* Task details: Write out the material below exactly, beginning at the line that contains "Identify a point for each instance of the wrinkled" and ending with its last line, both ends included; write nothing else.

###

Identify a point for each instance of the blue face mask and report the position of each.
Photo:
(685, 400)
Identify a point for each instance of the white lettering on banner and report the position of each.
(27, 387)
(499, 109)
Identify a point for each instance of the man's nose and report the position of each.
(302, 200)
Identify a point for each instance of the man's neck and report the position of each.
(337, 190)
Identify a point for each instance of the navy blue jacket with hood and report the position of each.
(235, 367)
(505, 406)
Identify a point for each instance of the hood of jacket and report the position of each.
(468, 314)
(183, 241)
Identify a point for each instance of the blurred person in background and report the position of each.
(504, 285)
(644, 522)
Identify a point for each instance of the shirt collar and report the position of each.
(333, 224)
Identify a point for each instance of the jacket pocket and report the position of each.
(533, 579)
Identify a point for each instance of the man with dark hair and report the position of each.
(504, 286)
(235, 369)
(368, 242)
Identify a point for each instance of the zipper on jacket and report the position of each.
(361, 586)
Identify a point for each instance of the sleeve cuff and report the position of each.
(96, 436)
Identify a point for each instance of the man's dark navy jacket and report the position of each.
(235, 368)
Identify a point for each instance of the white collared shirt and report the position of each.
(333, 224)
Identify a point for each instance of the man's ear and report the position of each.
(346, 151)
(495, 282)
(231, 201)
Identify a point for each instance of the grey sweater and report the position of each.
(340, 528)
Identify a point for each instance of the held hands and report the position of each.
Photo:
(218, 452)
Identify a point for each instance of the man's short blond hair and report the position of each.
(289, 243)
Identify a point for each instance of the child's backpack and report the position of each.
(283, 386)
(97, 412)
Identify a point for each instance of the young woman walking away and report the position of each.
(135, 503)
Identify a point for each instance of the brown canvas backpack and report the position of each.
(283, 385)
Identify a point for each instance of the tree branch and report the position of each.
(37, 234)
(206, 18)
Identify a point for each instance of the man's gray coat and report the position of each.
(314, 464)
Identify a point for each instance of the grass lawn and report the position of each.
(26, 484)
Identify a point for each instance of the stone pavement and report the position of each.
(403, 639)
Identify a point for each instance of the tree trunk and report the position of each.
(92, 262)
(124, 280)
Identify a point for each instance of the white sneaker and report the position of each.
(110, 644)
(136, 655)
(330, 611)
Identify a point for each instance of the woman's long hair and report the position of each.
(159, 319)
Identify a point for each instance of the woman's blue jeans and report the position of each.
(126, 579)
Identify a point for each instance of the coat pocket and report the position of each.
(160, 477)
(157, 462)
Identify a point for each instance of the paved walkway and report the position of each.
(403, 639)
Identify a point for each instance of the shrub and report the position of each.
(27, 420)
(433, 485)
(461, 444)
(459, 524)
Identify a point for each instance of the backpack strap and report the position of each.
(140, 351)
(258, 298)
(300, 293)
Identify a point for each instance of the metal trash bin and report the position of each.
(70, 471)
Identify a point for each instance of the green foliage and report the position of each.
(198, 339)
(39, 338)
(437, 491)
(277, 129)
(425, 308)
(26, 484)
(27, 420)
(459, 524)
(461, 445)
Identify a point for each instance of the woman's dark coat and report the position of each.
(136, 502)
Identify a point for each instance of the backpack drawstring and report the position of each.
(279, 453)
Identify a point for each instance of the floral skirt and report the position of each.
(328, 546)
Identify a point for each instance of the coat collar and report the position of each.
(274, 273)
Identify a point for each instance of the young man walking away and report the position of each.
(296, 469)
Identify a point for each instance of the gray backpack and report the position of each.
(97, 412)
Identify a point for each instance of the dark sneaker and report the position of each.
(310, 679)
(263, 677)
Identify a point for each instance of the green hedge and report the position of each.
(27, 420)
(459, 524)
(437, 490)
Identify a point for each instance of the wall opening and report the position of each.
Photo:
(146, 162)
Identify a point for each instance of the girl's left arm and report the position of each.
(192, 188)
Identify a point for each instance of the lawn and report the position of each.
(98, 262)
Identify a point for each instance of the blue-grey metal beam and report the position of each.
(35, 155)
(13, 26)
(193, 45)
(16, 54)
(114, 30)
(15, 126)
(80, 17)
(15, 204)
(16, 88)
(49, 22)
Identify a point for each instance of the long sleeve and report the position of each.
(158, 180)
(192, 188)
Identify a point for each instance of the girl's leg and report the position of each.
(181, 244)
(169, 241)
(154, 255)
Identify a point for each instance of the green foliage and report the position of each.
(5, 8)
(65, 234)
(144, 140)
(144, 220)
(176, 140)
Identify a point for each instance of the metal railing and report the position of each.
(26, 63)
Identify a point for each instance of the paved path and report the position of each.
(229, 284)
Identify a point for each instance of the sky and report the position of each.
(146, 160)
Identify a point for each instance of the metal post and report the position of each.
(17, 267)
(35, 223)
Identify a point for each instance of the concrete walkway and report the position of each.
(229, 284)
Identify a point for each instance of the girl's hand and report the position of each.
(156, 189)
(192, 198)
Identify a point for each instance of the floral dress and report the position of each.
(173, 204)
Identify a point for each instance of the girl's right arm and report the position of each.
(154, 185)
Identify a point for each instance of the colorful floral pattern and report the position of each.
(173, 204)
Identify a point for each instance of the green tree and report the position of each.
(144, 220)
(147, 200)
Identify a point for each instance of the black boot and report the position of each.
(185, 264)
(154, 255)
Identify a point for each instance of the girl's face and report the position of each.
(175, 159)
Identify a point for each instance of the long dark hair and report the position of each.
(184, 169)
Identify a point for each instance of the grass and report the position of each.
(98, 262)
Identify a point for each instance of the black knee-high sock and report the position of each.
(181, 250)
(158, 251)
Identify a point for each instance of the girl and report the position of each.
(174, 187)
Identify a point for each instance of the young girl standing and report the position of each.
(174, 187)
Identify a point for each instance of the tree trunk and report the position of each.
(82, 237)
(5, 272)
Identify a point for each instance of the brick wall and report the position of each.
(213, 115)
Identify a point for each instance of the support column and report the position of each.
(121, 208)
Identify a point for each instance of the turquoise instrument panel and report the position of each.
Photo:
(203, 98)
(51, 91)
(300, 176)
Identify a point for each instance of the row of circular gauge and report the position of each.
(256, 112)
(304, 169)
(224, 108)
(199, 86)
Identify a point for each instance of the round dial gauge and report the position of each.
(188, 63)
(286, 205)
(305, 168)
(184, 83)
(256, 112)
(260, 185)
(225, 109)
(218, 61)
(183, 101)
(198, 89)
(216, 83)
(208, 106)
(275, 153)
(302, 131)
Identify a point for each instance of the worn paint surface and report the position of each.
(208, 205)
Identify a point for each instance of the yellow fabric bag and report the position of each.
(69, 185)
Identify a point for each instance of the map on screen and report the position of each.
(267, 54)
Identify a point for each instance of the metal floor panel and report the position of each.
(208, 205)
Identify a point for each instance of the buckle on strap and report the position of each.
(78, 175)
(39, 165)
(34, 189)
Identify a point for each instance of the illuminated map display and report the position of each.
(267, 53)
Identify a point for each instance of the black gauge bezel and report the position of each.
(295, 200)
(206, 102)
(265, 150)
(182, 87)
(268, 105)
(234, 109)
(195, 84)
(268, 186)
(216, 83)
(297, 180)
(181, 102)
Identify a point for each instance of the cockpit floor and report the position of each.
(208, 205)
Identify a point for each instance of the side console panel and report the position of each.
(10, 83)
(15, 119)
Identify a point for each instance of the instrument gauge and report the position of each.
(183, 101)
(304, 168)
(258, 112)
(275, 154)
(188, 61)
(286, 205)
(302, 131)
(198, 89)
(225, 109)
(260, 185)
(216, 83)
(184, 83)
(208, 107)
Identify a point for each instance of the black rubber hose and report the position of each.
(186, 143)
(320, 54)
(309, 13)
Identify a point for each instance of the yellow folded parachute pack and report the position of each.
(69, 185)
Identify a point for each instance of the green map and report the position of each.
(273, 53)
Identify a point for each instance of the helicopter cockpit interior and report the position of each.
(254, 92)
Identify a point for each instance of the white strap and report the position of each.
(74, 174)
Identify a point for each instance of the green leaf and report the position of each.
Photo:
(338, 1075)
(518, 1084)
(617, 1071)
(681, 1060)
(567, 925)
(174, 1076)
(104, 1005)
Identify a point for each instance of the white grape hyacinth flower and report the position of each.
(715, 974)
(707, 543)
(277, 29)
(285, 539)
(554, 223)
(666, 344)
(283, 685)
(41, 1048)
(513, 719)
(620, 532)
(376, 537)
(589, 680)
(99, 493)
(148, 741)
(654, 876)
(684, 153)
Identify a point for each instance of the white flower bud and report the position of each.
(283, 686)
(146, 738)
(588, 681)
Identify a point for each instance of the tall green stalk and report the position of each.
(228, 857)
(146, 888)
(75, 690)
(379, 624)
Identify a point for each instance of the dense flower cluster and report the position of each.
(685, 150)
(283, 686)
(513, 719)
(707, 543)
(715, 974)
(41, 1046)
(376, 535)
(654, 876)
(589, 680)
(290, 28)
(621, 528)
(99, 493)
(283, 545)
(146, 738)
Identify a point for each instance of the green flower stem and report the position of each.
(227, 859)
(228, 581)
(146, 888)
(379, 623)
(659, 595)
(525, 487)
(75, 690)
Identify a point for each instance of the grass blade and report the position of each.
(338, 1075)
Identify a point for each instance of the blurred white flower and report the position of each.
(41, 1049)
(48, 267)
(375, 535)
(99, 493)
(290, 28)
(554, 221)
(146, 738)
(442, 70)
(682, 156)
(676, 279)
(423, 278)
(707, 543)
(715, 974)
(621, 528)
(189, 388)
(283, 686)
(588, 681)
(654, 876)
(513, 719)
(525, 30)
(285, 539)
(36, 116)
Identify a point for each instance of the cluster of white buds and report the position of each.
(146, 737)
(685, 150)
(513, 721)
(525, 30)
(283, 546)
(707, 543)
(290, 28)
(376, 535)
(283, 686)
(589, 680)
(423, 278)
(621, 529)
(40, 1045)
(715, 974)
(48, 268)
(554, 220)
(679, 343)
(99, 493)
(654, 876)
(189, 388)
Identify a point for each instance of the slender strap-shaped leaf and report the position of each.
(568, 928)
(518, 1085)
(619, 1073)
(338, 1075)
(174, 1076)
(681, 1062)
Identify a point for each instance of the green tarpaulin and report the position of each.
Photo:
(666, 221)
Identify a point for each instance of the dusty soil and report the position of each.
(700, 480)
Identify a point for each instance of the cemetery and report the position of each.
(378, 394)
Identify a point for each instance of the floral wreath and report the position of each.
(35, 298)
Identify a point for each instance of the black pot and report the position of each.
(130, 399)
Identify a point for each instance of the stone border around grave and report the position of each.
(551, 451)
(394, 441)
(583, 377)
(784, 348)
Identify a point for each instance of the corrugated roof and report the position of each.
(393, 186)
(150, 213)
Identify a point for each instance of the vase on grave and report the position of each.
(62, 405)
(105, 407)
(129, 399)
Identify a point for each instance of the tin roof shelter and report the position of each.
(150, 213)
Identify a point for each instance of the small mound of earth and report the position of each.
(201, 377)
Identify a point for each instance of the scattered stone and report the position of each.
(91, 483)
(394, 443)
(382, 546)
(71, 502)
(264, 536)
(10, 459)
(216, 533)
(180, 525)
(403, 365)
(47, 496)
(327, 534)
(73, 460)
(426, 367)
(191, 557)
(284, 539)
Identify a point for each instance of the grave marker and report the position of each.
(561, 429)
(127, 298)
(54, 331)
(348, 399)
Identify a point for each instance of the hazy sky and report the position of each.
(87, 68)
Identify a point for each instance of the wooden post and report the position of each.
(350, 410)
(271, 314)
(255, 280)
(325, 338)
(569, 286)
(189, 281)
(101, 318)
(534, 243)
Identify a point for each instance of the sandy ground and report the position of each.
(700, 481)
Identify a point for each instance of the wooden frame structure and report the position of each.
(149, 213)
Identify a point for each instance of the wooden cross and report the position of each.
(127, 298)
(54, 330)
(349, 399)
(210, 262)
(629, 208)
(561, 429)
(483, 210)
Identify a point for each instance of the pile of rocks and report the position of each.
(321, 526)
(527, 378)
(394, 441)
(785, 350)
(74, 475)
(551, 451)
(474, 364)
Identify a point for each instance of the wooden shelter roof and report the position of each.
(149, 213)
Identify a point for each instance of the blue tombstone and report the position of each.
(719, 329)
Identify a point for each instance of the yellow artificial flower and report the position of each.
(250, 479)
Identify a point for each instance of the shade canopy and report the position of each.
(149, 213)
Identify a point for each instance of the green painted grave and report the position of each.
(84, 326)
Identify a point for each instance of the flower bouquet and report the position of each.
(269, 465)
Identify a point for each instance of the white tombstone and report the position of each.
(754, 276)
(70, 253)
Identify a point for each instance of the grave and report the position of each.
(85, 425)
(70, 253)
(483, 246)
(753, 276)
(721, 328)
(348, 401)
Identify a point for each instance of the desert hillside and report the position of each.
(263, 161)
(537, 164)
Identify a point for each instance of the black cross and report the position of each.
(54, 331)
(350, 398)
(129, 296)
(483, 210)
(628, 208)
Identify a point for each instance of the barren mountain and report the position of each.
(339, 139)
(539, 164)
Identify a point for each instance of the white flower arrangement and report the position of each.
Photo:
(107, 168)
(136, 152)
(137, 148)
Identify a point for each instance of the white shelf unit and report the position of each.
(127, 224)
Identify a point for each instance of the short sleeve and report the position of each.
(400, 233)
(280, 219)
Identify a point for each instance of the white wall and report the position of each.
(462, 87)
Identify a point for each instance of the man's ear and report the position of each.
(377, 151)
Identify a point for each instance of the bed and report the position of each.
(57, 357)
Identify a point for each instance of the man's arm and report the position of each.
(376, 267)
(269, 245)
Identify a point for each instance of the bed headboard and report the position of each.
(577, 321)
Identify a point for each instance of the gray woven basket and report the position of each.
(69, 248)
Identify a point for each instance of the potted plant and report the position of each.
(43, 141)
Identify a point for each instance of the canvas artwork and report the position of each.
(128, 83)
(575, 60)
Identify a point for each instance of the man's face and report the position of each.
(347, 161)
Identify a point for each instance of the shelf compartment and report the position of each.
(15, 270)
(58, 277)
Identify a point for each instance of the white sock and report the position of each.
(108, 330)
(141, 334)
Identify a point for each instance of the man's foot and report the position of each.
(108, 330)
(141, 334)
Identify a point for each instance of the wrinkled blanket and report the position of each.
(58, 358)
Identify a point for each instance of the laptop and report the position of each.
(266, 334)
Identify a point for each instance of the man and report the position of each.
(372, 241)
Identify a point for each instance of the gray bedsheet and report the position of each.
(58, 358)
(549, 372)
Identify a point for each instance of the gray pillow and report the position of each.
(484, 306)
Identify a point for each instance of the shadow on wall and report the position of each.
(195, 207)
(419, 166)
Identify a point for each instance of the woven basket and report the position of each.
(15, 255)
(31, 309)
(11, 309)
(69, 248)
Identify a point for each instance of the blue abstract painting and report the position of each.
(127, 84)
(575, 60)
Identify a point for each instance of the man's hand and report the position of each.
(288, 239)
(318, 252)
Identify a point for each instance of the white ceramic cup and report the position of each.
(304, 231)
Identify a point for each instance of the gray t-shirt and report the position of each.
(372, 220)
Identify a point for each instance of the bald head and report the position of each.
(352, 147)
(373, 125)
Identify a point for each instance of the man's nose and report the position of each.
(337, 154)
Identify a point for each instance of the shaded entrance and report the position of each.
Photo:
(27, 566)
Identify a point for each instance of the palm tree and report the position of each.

###

* Exercise result:
Identify a point for each instance of the wrinkled blanket and report the position of each.
(58, 358)
Identify a point for each instance of the laptop and report the position of each.
(266, 334)
Identify a point for each instance of the man and report the position of each.
(372, 241)
Identify a point for each instance of the gray bedsheet and report the position of each.
(58, 358)
(549, 372)
Identify a point for each instance of the gray pillow and report the position of each.
(484, 306)
Identify a point for each instance of the shadow on wall and report the position of each.
(195, 207)
(419, 166)
Identify a point for each instance of the woven basket and report the position of each.
(15, 255)
(31, 309)
(11, 309)
(69, 248)
Identify a point for each instance of the blue abstract painting and report the position of each.
(127, 84)
(575, 60)
Identify a point for each instance of the man's hand and report the position of each.
(288, 239)
(318, 252)
Identify a point for each instance of the white ceramic cup and report the position of each.
(304, 231)
Identify a point for each instance of the gray t-shirt and report the position of each.
(372, 220)
Identify a point for each instance of the bald head and report the position of each.
(352, 147)
(373, 125)
Identify a point for each instance of the man's nose and report the position of each.
(337, 154)
Identify a point for each instance of the shaded entrance and report the position of each.
Photo:
(27, 566)
Identify a point for each instance of the palm tree and report the position of each.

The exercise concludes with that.